SENATE BILL REPORT
SB 5440
As of February 11, 2021
Title: An act relating to manufacturing tax reform to preserve aerospace and other manufacturing jobs in Washington.
Brief Description: Concerning manufacturing tax reform to preserve aerospace and other manufacturing jobs in Washington.
Sponsors: Senators Wilson, J., Fortunato and Frockt.
Brief History:
Committee Activity: Business, Financial Services & Trade: 2/11/21.
Brief Summary of Bill
  • Reduces the manufacturing business and occupation tax multiplier for various industries to 0.00 percent.
SENATE COMMITTEE ON BUSINESS, FINANCIAL SERVICES & TRADE
Staff: Clinton McCarthy (786-7319)
Background:

Washington's major business tax is the business and occupation (B&O) tax.  The B&O tax is imposed on the gross receipts of business activities conducted within the state, without any deduction for the costs of doing business.  Businesses must pay the B&O tax even though they may not have any profits or may be operating at a loss.  A taxpayer may have more than one B&O tax rate, depending on the types of activities conducted.  Major B&O tax rates are 0.471 percent for retailing; 0.484 percent for manufacturing, wholesaling, and extracting; and 1.5 percent for services and for activities not classified elsewhere.  Financial institutions are subject to the 1.5 percent service and other B&O tax rate.

• **Task instructions**
Please answer from the bill report above: what is the major B&O tax rate for manufacturing?

• **Raw data**
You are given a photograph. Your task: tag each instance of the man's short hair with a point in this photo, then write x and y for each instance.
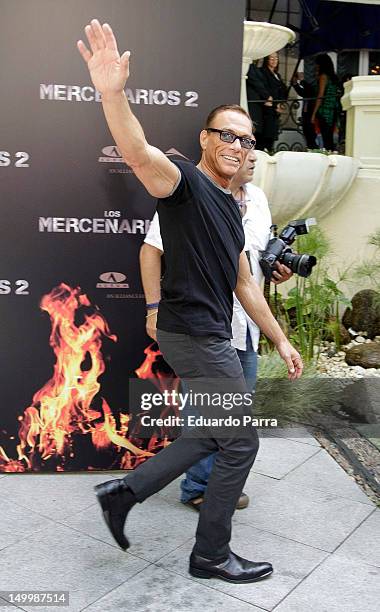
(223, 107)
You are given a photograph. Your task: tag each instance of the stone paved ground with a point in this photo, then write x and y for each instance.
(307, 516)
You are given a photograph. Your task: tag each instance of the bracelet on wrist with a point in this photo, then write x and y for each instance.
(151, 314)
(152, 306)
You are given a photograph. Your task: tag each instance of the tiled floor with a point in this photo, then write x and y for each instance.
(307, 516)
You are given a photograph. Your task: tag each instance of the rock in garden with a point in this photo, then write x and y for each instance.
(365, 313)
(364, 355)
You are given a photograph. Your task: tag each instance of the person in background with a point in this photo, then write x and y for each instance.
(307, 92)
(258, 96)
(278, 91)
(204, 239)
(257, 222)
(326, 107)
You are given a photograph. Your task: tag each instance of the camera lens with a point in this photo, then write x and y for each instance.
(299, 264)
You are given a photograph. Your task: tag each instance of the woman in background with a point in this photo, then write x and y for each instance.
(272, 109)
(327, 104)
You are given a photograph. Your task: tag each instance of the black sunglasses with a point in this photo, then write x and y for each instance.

...

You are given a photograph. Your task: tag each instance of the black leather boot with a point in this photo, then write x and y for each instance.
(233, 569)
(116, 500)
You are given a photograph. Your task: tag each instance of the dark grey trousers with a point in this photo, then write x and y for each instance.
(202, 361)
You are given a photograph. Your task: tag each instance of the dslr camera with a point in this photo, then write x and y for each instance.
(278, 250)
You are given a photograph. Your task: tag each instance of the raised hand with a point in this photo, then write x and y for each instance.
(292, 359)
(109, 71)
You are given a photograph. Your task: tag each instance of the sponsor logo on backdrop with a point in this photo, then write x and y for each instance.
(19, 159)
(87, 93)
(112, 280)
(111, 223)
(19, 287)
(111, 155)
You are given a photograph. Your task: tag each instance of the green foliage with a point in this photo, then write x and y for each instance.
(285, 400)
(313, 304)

• **Output of the exercise**
0.484 percent